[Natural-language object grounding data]
>>>

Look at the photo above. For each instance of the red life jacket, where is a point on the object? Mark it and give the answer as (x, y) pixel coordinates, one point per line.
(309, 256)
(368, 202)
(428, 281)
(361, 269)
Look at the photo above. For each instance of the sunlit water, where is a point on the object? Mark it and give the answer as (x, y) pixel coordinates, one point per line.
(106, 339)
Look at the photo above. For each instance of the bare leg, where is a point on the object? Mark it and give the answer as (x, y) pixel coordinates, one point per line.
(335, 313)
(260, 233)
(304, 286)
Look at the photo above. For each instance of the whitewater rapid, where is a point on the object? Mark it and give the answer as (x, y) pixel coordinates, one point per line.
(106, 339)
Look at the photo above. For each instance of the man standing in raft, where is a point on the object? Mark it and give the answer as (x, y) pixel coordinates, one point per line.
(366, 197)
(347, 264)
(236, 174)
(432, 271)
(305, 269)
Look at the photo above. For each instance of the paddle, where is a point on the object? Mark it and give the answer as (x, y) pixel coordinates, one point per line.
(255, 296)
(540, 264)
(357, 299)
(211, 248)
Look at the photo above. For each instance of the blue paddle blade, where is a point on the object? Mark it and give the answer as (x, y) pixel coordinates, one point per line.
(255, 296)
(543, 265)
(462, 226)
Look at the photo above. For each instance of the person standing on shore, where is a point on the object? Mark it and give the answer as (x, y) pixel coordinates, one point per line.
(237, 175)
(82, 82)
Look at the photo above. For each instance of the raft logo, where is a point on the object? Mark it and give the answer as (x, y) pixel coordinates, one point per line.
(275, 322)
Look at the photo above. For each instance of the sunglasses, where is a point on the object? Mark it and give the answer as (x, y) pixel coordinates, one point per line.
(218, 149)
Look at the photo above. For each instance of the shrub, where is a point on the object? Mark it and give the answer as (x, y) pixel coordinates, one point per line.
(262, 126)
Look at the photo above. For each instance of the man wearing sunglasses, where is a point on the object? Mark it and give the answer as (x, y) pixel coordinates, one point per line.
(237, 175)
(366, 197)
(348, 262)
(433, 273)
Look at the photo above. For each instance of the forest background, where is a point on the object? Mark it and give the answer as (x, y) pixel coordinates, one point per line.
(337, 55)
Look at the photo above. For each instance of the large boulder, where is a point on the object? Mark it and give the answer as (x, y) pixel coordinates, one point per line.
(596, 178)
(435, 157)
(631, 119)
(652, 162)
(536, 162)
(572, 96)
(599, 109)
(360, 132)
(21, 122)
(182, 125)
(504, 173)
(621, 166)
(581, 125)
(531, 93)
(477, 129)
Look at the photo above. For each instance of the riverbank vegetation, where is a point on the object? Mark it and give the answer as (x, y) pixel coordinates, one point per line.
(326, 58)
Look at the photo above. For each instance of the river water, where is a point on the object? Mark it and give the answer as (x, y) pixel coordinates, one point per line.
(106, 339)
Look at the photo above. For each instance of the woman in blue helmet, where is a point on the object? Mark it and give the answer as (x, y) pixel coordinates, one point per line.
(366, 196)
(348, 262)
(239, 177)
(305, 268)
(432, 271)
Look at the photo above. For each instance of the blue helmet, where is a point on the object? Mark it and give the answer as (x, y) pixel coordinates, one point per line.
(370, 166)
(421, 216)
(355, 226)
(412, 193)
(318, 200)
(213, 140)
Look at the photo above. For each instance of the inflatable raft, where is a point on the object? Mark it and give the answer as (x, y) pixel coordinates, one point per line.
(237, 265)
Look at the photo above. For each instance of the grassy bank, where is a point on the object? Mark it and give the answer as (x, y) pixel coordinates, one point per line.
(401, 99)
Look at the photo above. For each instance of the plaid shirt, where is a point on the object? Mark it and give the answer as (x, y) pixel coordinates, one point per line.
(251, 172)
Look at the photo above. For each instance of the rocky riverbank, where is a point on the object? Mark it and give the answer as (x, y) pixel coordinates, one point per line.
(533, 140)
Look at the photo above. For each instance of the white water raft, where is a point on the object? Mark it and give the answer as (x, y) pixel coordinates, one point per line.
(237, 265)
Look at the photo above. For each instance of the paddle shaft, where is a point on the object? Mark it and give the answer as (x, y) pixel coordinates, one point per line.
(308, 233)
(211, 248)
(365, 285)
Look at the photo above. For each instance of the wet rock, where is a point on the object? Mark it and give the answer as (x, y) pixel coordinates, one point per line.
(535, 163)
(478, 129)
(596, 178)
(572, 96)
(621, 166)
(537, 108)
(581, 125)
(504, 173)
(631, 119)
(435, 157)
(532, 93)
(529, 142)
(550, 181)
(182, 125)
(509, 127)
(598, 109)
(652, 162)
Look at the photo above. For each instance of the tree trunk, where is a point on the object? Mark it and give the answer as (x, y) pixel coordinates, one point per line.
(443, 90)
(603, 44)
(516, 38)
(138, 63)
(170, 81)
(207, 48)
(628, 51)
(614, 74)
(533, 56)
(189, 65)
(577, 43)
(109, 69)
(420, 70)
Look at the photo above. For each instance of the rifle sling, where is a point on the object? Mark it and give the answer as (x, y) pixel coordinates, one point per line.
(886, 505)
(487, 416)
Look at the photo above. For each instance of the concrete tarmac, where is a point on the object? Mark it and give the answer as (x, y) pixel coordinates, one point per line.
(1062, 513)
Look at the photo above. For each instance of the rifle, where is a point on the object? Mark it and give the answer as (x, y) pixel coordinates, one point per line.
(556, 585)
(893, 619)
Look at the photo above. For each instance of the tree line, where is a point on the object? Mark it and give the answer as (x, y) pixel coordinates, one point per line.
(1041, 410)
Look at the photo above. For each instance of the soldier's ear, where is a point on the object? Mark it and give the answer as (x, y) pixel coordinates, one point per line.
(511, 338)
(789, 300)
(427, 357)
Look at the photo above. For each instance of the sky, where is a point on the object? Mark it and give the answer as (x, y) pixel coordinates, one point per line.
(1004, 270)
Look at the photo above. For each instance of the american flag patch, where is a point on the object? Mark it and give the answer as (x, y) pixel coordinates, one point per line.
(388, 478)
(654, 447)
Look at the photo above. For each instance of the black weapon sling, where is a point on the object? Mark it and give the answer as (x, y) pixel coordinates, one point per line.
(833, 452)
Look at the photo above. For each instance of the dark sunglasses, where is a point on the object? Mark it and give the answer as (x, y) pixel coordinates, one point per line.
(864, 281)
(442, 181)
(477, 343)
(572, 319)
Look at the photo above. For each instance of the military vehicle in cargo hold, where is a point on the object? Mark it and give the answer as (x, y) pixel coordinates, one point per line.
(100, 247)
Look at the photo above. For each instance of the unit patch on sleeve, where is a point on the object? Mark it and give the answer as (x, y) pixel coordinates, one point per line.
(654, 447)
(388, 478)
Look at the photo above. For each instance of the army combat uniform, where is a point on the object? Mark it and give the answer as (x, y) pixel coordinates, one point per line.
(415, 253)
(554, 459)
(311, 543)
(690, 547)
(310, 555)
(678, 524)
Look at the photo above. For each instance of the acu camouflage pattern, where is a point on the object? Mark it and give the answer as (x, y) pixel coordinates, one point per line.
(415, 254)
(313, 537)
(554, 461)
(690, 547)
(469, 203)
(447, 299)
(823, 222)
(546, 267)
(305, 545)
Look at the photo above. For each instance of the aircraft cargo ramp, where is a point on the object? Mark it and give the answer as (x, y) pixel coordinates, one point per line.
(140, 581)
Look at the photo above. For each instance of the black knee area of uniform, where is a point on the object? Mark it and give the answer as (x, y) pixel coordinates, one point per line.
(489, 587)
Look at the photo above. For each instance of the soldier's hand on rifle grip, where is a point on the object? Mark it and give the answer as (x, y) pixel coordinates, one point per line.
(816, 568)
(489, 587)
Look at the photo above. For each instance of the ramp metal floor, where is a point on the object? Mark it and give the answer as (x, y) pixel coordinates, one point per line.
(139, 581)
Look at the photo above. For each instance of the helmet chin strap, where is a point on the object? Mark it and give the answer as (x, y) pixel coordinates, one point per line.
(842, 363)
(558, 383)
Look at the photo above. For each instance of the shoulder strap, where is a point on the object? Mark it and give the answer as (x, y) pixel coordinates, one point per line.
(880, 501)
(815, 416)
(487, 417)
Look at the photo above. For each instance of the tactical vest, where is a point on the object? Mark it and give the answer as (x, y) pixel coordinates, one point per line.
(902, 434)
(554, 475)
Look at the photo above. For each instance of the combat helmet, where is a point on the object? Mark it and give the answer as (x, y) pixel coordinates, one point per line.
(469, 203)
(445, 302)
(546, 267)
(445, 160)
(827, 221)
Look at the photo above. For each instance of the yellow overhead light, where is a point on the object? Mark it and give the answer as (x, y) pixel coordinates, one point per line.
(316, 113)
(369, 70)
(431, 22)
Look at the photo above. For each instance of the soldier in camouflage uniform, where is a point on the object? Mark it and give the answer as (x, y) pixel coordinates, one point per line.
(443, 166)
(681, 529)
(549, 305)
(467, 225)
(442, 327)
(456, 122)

<<<

- YOUR ASSIGNMENT:
Begin with the line that contains "the soldier in" and set down each line exactly until the records above end, including the final line.

- RESULT FOR THIS EXERCISE:
Look at the photo above. For each instance of the soldier in camouflage uniform, where is a point on the object? Mark it and give the answer as (x, y) pixel coordinates, one point per line.
(443, 166)
(681, 529)
(549, 305)
(467, 225)
(442, 327)
(456, 122)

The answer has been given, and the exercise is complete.